== Task ==
Reproduce the listing below word for word, from the line containing "Target: camera logo" through the end of the listing, including both of those lines.

== Supplied material ==
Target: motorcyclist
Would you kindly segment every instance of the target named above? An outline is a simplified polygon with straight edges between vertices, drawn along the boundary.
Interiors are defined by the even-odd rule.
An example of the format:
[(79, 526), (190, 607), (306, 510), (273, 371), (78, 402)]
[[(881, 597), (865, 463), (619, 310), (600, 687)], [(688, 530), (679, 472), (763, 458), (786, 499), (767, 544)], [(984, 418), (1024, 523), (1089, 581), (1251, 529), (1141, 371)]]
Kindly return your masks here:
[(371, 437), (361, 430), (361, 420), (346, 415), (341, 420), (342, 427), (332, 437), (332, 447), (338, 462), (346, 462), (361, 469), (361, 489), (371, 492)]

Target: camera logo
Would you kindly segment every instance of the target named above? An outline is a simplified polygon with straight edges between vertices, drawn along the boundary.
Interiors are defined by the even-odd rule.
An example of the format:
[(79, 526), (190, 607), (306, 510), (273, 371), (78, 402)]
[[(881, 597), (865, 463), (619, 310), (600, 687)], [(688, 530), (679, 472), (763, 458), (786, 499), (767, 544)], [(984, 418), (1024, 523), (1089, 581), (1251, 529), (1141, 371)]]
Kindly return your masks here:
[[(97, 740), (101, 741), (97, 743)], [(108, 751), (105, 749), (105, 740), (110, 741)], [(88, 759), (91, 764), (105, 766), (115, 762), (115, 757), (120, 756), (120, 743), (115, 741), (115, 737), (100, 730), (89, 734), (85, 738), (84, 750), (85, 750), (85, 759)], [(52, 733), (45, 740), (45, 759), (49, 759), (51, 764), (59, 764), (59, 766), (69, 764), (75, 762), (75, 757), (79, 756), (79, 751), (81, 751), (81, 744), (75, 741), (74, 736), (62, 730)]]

== Solution for this problem ==
Target: camera logo
Would you kindly segment every instance of the target named above? An outline is a simplified polygon with straight edges between vertices, drawn along the boundary.
Interiors are defined by the even-odd rule.
An example of the format:
[(79, 526), (190, 607), (306, 510), (273, 371), (78, 402)]
[[(881, 597), (865, 463), (619, 310), (600, 687)], [(688, 530), (679, 472), (763, 458), (786, 499), (767, 544)], [(984, 418), (1024, 523), (1089, 581), (1251, 529), (1141, 371)]]
Kindly return your masks here:
[[(97, 740), (101, 741), (97, 743)], [(108, 751), (105, 749), (105, 740), (110, 741)], [(88, 759), (91, 764), (105, 766), (115, 762), (115, 757), (120, 756), (120, 743), (115, 741), (115, 737), (100, 730), (89, 734), (85, 738), (84, 750), (85, 750), (85, 759)], [(52, 733), (45, 740), (45, 759), (49, 759), (51, 764), (59, 764), (59, 766), (69, 764), (75, 762), (75, 757), (79, 756), (79, 751), (81, 751), (81, 744), (75, 741), (74, 736), (62, 730)]]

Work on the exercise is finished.